(DOCUMENT SOURCE)
Un essai original et profond qui vise à renouveler la réflexion en philosophie animale en s'inspirant de saint François d'Assise et de Jacques Derrida.

Que ce soit pour s’en féliciter ou pour le déplorer, chacun aura pu noter qu’il ne s’écoule presque pas de semaine sans qu’un nouveau livre paraisse sur les animaux. On l’a dit et redit : les animaux sont à la mode, non seulement en philosophie mais plus largement en sciences humaines, pour ne rien dire de l’art et de littérature. Le temps est peut-être proche où, dans l’avant-propos des essais qui seront consacrés demain à ce thème, on pourra voir l’auteur faire amende honorable et s’excuser d’avoir écrit « un livre de plus » sur les animaux.

Mais les lecteurs auraient grand tort de se lasser de cette « littérature » devenue pléthorique en moins de deux décennies, car les enjeux que soulève la question animale n’ont nullement perdu de leur actualité sur le plan social et politique, et les débats sont très loin d’être clos sur le plan théorique. La réalité de la souffrance animale en contexte d’élevage industriel atteint vraisemblablement de nos jours des proportions sans précédent – que l’on fera l’économie ici de quantifier exactement, les chiffres étant malheuresuement bien connus de tous.

(CONSIGNES)
a. D'après le document source, de quels penseurs l'essai s'inspire-t-il pour renouveler la réflexion en philosophie animale ?
b. Résumez le document source en deux phrases.
La liste ci-dessous est un matériau indépendant du document source.

(DONNÉES ENREGISTRÉES)
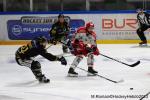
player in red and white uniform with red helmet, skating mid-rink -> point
(84, 45)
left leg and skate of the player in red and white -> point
(75, 63)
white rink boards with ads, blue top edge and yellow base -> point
(111, 26)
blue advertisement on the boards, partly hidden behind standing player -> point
(29, 27)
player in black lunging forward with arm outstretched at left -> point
(25, 57)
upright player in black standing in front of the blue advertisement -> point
(60, 31)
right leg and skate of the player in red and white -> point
(90, 63)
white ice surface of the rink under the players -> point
(18, 83)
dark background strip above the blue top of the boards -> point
(72, 5)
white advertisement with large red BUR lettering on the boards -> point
(119, 26)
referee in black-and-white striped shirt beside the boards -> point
(144, 23)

(RÉSULTATS ATTENDUS)
a. De saint François d'Assise et de Jacques Derrida.

b. L'essai cherche à renouveler la philosophie animale en s'inspirant de saint François d'Assise et de Jacques Derrida, à une époque où les animaux sont à la mode et où il paraît presque chaque semaine un nouveau livre sur eux. Les lecteurs auraient pourtant tort de se lasser de cette littérature, car les enjeux sociaux et politiques de la question animale restent actuels, les débats théoriques sont loin d'être clos et la souffrance animale dans l'élevage industriel atteint sans doute des proportions sans précédent.